* _TASK DESCRIPTION_: Copy out the records below, putting "boundary" wherever "outline" appears and changing nothing else.

* _DATASET EXCERPTS_:

════

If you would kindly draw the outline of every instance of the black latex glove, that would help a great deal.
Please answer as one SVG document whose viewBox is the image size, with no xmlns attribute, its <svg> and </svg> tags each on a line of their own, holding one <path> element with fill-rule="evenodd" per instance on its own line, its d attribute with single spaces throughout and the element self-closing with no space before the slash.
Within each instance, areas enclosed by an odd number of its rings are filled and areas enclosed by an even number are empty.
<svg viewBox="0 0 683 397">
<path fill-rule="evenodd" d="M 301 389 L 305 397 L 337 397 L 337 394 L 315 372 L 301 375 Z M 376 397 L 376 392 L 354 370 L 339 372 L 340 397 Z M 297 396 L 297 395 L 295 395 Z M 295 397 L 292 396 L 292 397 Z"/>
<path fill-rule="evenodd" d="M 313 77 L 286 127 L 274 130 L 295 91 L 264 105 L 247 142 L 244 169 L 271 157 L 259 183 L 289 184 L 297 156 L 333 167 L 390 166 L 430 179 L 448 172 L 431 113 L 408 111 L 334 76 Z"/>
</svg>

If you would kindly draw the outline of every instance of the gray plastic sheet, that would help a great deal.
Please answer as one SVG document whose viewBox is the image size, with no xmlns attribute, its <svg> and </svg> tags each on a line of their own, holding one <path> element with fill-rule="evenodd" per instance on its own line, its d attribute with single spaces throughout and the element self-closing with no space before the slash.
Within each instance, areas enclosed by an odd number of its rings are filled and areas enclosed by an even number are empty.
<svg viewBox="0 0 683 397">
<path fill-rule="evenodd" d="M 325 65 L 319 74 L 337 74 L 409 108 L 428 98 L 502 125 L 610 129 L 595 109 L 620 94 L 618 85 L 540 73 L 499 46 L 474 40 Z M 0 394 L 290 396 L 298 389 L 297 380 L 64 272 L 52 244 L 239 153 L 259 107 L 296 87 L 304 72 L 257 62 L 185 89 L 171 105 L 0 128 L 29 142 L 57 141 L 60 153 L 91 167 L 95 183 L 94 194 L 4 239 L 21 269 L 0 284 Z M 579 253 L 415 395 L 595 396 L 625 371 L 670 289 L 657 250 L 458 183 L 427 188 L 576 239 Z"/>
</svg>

════

* _EXERCISE RESPONSE_:
If you would kindly draw the boundary of every instance of the black latex glove, that would help a great deal.
Please answer as one SVG document whose viewBox is the image size, with no xmlns attribute, its <svg> and </svg> tags each on a line of their own, holding one <path> element with fill-rule="evenodd" per instance on its own line, its d attribute with single spaces throughout and the element self-closing with no space before the slash.
Within each instance, areas enclosed by an odd number of its rings are filled and areas enclosed by an even number are empty.
<svg viewBox="0 0 683 397">
<path fill-rule="evenodd" d="M 301 389 L 305 397 L 337 397 L 337 394 L 315 372 L 301 375 Z M 376 397 L 376 392 L 354 370 L 339 372 L 340 397 Z M 297 396 L 297 395 L 295 395 Z M 295 397 L 292 396 L 292 397 Z"/>
<path fill-rule="evenodd" d="M 313 77 L 286 127 L 274 130 L 295 91 L 264 105 L 247 142 L 244 169 L 271 157 L 259 183 L 289 184 L 297 156 L 333 167 L 390 166 L 430 179 L 448 172 L 431 113 L 408 111 L 334 76 Z"/>
</svg>

If you would kindly draw the boundary of every instance of the gray plastic sheet, that would help a great deal.
Please answer as one SVG document whose viewBox is the image size, with no xmlns attribute, its <svg> and </svg> tags each on a line of their own, holding one <path> element with fill-rule="evenodd" per instance on its own line, its d attribute with single spaces throughout and the element self-closing with no space before the slash.
Within each instance, areas enclosed by an odd number of its rings are filled and areas enclosed by an even number are empty.
<svg viewBox="0 0 683 397">
<path fill-rule="evenodd" d="M 325 65 L 319 74 L 337 74 L 409 108 L 428 98 L 502 125 L 610 129 L 595 109 L 620 94 L 618 85 L 540 73 L 499 46 L 474 40 Z M 0 394 L 290 396 L 298 389 L 297 380 L 64 272 L 52 244 L 239 153 L 259 107 L 296 87 L 304 72 L 257 62 L 185 89 L 171 105 L 0 128 L 29 142 L 57 141 L 60 153 L 91 167 L 95 183 L 94 194 L 4 239 L 21 269 L 0 284 Z M 579 253 L 415 395 L 595 396 L 625 371 L 670 289 L 657 250 L 458 183 L 427 188 L 576 239 Z"/>
</svg>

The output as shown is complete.